----- Fragmento

” La esperanza, es la carga mas pesada que un hombre puede cargar. Esa es la desgracia del idealista”
Firmado por: El Condicionado. Raimundo Arruda Sobrinho

domingo, 28 de julio de 2013

   Mirando abajo, parece un sueño

   Ningún río vuelve a cruzar dos veces por el mismo cauce. Eso decía, probablemente, una frase que resumía, con la clásica metáfora de Jorge Manrique, el fluir ineluctable de la vida, el irse, siempre irse, solo irse. Según esta frase, no hay regreso.
 Se puede volver a las calles donde la infancia tejió distracciones livianas como panaderos navegantes del viento. Se puede volver a las veredas desparejas de la adolescencia, que casi nada han cambiado, donde la adolescencia desanduvo ese tramo luminoso y liviano junto a la hermana elegida por nuestra amistad y nuestra confidencia. Se puede volver a mirar desde afuera el patio amado donde la adultez nos cacheteó una tarde con sus rudas verdades y nos llevó a asumir los quehaceres inevitables que el destino nos tenía preparados.

----------
----- Extractos de registros

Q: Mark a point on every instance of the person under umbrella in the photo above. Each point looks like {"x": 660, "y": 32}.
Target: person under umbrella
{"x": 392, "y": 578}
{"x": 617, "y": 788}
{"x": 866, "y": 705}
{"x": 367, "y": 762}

----------

Tarea. Escribe cómo sigue el fragmento sobre el regreso a los lugares del pasado, a partir de su última oración.

Respuesta.
   Vuelve esta cáscara ajada que ahora camina solitaria sobre blandas alpargatas, ya no sobre los resistentes tacones de la juventud. Vuelve esta vieja triste que ha dejado la mitad más jugosa de su vida en otras calles, entre otras gentes, con otras tareas que las que había soñado a los diecisiete. 
   Vuelve una mujer sola, esforzada, materialista y seca. Lo decía Francisco Noriega, el viejo maestro cínico: de jóvenes somos platónicos, de viejos nos volvemos aristotélicos. 
   Francisco Noriega había venido de las secas laderas de Catamarca, de aquellos vallecitos verdes, bajando el caminito típico que lo llevó a las ciudades del sur, como a tantos otros pobladores de estas “crueles provincias”, que exprimen sus secas ubres alimentando inteligencias y músculos para dárselos a las locas y ruidosas capitales del país y/o del mundo. 
   Francisco llegó a La Plata a estudiar filosofía y un día encontró en esas aulas universitarias a una muchachita de rostro exótico y pálido, en cuya fisonomía y contextura se manifestaban los rasgos de los pueblos que han venido, como los elfos de Tolkien, del otro lado del mar. Esa cara de frágiles huesos medio eslavos y la disposición para escucharlo y admirarlo que ella le ofreció, lo trajeron a las calles claras, llanas, luminosas de Villa Ángela.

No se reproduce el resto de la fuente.